*Consigne*
Dans l'extrait sur MSF et la lutte contre le VIH/SIDA, recopiez le passage allant de « En 2005, alors » jusqu'à « pris en charge. » en remplaçant « infirmiers » par « infirmières ».

*Extrait du document*

▶

MSF, moteur d’avancées contre le VIH/SIDA

Pour l’organisation médicale internationale, qui marque cet « anniversaire » par une série d’activités publiques dans la capitale (dont une exposition rétrospective, voir infra), ces 20 ans de prise en charge sont l’occasion de jeter un regard en arrière sur les avancées obtenues et les défis à relever.

« Rien qu’à Kinshasa, MSF a appuyé une trentaine de structures de soins au cours des deux dernières décennies pour offrir gratuitement des tests de dépistage, assurer l’accès aux traitements et à des soins de qualité », explique Dr Mashako. 

« Près de 19.000 personnes ont été mises sous traitement gratuit avec notre soutien, et nous sommes fiers d’avoir initié des approches innovantes, aux côtés d’autres organisations de la société civile et du Programme National de Lutte Contre le Sida », poursuit-elle.

En 2005, alors que seule une dizaine de médecins par province étaient habilités à prescrire les ARV, MSF développe un modèle de soins pilote, permettant pour la première fois à des infirmiers de prescrire le traitement et d’assurer le suivi des personnes vivant avec le VIH et faisant ainsi grimper en flèche le nombre de patients pris en charge.

◀

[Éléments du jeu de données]
▶

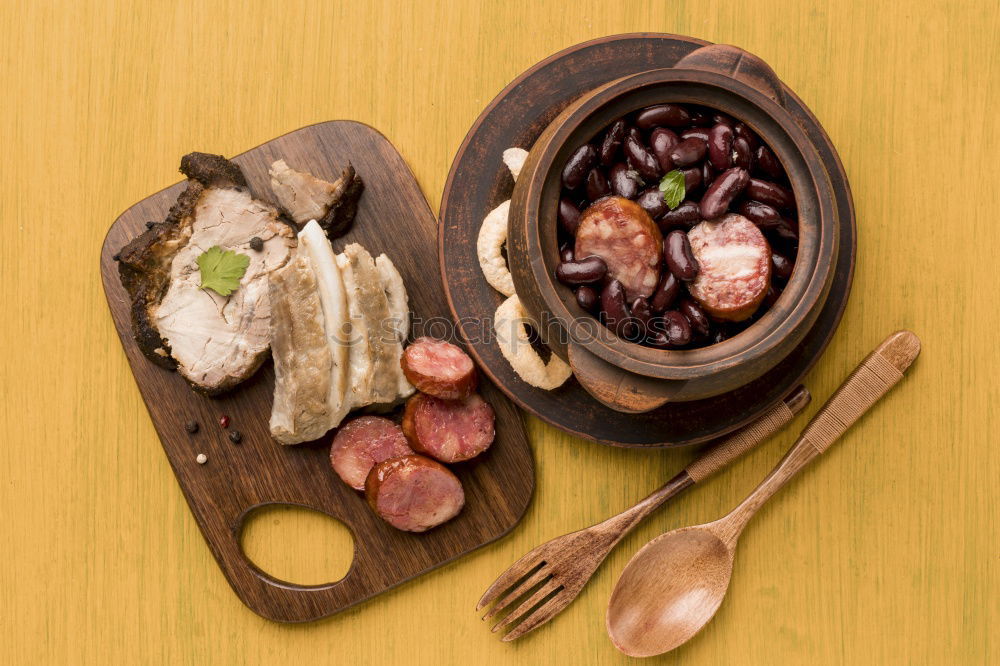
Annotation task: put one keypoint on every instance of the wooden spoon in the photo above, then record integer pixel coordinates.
(546, 580)
(675, 583)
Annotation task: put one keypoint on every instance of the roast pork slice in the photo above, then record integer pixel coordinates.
(305, 197)
(213, 341)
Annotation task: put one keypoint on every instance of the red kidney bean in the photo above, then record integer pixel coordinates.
(781, 266)
(657, 338)
(597, 185)
(641, 313)
(772, 295)
(695, 316)
(669, 115)
(707, 173)
(769, 193)
(720, 146)
(613, 305)
(689, 152)
(686, 214)
(693, 179)
(700, 117)
(585, 271)
(677, 328)
(569, 216)
(764, 216)
(720, 118)
(722, 191)
(612, 144)
(666, 292)
(680, 259)
(641, 159)
(742, 155)
(566, 253)
(577, 166)
(586, 297)
(623, 183)
(652, 201)
(786, 231)
(752, 139)
(696, 133)
(768, 164)
(662, 141)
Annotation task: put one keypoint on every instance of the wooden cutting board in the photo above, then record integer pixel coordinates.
(393, 217)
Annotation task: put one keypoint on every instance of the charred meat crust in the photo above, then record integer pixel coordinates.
(212, 170)
(340, 217)
(144, 271)
(141, 273)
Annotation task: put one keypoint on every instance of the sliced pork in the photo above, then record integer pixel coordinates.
(213, 341)
(305, 197)
(362, 320)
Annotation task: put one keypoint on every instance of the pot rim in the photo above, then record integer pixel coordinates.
(797, 307)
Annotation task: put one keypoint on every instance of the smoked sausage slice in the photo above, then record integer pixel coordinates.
(735, 267)
(414, 493)
(362, 443)
(439, 368)
(449, 430)
(620, 232)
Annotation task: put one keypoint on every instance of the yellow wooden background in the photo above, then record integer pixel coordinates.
(885, 552)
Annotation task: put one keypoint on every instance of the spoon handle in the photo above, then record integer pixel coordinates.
(713, 460)
(872, 379)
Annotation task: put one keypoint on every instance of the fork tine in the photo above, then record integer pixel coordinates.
(542, 614)
(545, 590)
(509, 578)
(540, 576)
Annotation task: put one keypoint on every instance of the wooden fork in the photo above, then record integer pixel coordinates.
(548, 578)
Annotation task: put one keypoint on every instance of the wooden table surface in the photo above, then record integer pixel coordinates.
(884, 552)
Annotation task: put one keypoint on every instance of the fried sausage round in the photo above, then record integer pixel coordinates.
(414, 493)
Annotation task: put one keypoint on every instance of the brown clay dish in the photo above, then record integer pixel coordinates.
(478, 182)
(726, 79)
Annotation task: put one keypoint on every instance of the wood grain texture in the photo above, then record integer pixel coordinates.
(675, 584)
(259, 472)
(104, 563)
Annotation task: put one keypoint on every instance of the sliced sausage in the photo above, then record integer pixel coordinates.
(735, 262)
(414, 493)
(439, 368)
(621, 233)
(361, 444)
(449, 430)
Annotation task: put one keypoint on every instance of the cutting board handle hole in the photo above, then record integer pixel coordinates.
(296, 544)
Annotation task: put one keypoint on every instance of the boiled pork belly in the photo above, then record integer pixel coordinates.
(360, 325)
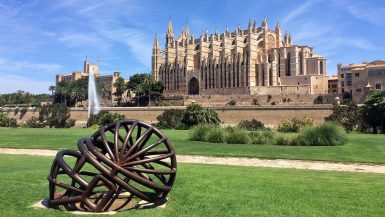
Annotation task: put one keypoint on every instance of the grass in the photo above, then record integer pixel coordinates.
(212, 190)
(365, 148)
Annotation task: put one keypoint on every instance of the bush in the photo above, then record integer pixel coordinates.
(327, 134)
(196, 114)
(199, 133)
(318, 100)
(70, 123)
(7, 122)
(285, 140)
(23, 111)
(374, 111)
(215, 135)
(350, 116)
(55, 115)
(232, 102)
(16, 111)
(108, 118)
(170, 119)
(294, 124)
(33, 122)
(251, 125)
(261, 137)
(94, 119)
(235, 135)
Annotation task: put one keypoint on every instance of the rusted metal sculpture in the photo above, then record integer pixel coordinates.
(119, 165)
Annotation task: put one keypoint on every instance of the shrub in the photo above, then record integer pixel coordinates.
(170, 118)
(232, 102)
(23, 111)
(7, 122)
(199, 132)
(94, 119)
(210, 116)
(215, 135)
(33, 122)
(255, 102)
(196, 114)
(350, 116)
(374, 111)
(294, 124)
(285, 140)
(251, 125)
(235, 135)
(16, 111)
(269, 97)
(108, 118)
(70, 123)
(327, 134)
(193, 115)
(55, 115)
(261, 137)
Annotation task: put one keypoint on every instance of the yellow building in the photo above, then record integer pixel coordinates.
(105, 82)
(333, 85)
(360, 79)
(252, 61)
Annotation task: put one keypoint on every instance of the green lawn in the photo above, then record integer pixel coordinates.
(365, 148)
(212, 190)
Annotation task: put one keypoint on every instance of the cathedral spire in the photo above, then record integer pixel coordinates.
(278, 28)
(264, 23)
(255, 26)
(170, 31)
(187, 30)
(156, 42)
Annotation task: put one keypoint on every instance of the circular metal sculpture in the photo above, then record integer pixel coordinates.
(119, 165)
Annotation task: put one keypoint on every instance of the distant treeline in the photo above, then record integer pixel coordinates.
(21, 98)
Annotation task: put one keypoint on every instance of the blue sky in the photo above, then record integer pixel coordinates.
(41, 38)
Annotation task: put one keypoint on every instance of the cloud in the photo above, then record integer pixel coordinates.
(301, 9)
(373, 13)
(10, 83)
(10, 66)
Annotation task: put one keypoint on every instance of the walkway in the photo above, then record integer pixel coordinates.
(235, 161)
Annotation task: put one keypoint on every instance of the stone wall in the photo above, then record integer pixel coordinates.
(269, 115)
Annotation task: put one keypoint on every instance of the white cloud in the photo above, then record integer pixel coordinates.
(10, 83)
(11, 66)
(301, 9)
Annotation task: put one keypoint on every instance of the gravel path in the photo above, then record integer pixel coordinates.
(235, 161)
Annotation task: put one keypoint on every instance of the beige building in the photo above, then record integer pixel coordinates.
(105, 82)
(253, 61)
(360, 79)
(333, 85)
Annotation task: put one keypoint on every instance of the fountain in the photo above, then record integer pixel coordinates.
(93, 100)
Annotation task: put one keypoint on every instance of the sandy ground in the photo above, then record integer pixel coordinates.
(235, 161)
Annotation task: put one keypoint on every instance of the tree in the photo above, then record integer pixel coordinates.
(52, 89)
(349, 116)
(374, 111)
(120, 88)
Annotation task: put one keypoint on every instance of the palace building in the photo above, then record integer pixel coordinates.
(359, 80)
(106, 82)
(252, 61)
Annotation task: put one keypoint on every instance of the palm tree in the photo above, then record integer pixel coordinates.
(138, 91)
(51, 88)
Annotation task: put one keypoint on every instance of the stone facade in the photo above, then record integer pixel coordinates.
(360, 79)
(255, 61)
(333, 85)
(229, 115)
(105, 83)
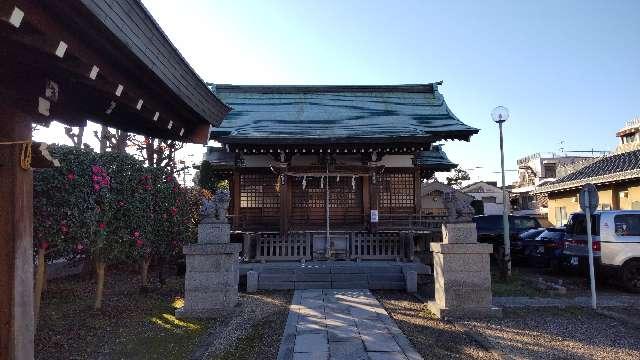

◀

*Réponse rédigée*
En 2005, alors que seule une dizaine de médecins par province étaient habilités à prescrire les ARV, MSF développe un modèle de soins pilote, permettant pour la première fois à des infirmières de prescrire le traitement et d’assurer le suivi des personnes vivant avec le VIH et faisant ainsi grimper en flèche le nombre de patients pris en charge.